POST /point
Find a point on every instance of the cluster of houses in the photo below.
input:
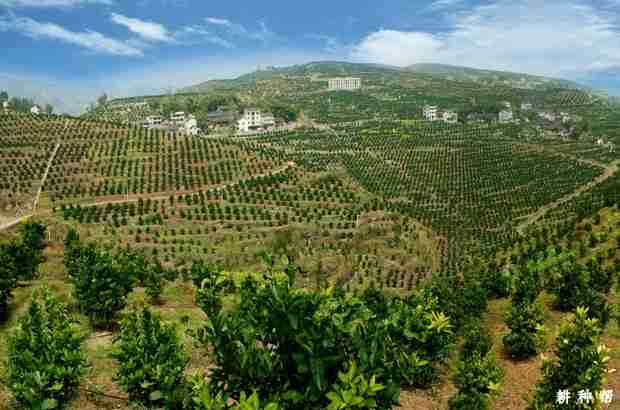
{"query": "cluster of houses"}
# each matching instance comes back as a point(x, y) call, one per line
point(179, 121)
point(255, 120)
point(433, 113)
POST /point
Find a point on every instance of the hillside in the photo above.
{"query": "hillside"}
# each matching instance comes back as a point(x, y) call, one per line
point(365, 239)
point(520, 80)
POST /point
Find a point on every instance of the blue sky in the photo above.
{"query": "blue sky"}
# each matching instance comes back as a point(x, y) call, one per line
point(69, 51)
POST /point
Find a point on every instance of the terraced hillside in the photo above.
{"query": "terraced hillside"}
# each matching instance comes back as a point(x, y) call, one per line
point(180, 198)
point(474, 185)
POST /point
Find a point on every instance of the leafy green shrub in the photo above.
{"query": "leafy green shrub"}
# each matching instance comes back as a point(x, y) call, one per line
point(8, 276)
point(154, 282)
point(580, 363)
point(30, 249)
point(289, 344)
point(201, 398)
point(354, 391)
point(573, 285)
point(477, 378)
point(45, 359)
point(527, 331)
point(99, 287)
point(151, 360)
point(525, 319)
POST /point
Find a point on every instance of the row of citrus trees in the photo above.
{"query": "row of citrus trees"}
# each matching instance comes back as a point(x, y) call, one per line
point(274, 346)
::::::
(What to work on):
Rewrite all of the material above, replacing every "photo" with "image" and leaving everything else unchanged. Omit the picture placeholders from your version.

(Exercise response):
POST /point
Find a point on every instance of the cluster of houses in the image below.
input:
{"query": "cluster of houses"}
# each matching instance comes back as a point(x, y) call, one per line
point(179, 121)
point(255, 120)
point(433, 113)
POST /point
Find a point on every instance of the hillside in the image above.
{"query": "hillside"}
# each matching instance comes back as a point(x, y) call, one per line
point(365, 239)
point(520, 80)
POST /point
Find a point on every instance of the blue sky in the image above.
{"query": "blue sky"}
# each matching instance comes back as a point(x, y) call, one per line
point(69, 51)
POST /point
Find a point on every instance of the terraced hillside in the image above.
{"query": "terraced hillside"}
# each matching instance comes back as a point(x, y) call, one per line
point(180, 198)
point(474, 185)
POST /point
Find a point on every instance of the leafy green shrub in the image above.
{"query": "leafy green shrub"}
# each matching instance comes back as a point(x, y) call, one per line
point(8, 276)
point(154, 282)
point(580, 363)
point(30, 249)
point(289, 344)
point(201, 398)
point(354, 391)
point(573, 285)
point(477, 378)
point(45, 359)
point(527, 331)
point(99, 287)
point(151, 360)
point(525, 319)
POST /point
Find a point on every instance of the row of citrus trees in the image above.
{"query": "row of citrus trees"}
# each matching instance comes back as a point(x, y) call, one per line
point(274, 346)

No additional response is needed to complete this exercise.